# start of SUPPLIED INFORMATION

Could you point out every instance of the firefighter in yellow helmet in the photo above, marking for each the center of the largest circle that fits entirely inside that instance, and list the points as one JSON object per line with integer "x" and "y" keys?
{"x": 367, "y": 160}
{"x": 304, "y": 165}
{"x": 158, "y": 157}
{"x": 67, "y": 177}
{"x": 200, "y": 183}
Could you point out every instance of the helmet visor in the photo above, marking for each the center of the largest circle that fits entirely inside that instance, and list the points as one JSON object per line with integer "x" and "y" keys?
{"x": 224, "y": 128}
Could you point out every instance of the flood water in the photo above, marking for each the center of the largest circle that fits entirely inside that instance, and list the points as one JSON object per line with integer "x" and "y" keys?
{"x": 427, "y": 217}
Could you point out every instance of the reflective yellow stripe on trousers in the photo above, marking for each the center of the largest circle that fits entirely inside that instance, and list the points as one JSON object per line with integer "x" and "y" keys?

# end of SUPPLIED INFORMATION

WHAT YOU ARE ASKED TO DO: Update the rows above so that "helmet visor" becomes "face shield", and leave everything else as it is.

COMPLETE ANSWER:
Could you point out every instance of the firefighter in yellow helmet in the photo above, marking for each the center of the largest circle that fits entirely inside that instance, and list the points as one JSON object per line with integer "x" and "y" keys?
{"x": 367, "y": 160}
{"x": 304, "y": 165}
{"x": 158, "y": 157}
{"x": 67, "y": 177}
{"x": 200, "y": 183}
Could you point out every instance of the face shield in the photo above, marking for each the center of the largest circle that fits entirely inside that instance, and list the points as one JSON object per line with integer "x" and "y" keys?
{"x": 224, "y": 128}
Could you point out every instance of the flood water in the photo above, marking for each the center of the largest circle that fits entirely inside that instance, and list the points as one JSON object per line with integer "x" and "y" keys?
{"x": 427, "y": 217}
Could you point out every instance of the reflective yellow stripe on trousers in the photo above, marking for each the center of the largest circle that fits entirely inside that instance, and list the points as one JSON object per line with integer "x" and "y" keys?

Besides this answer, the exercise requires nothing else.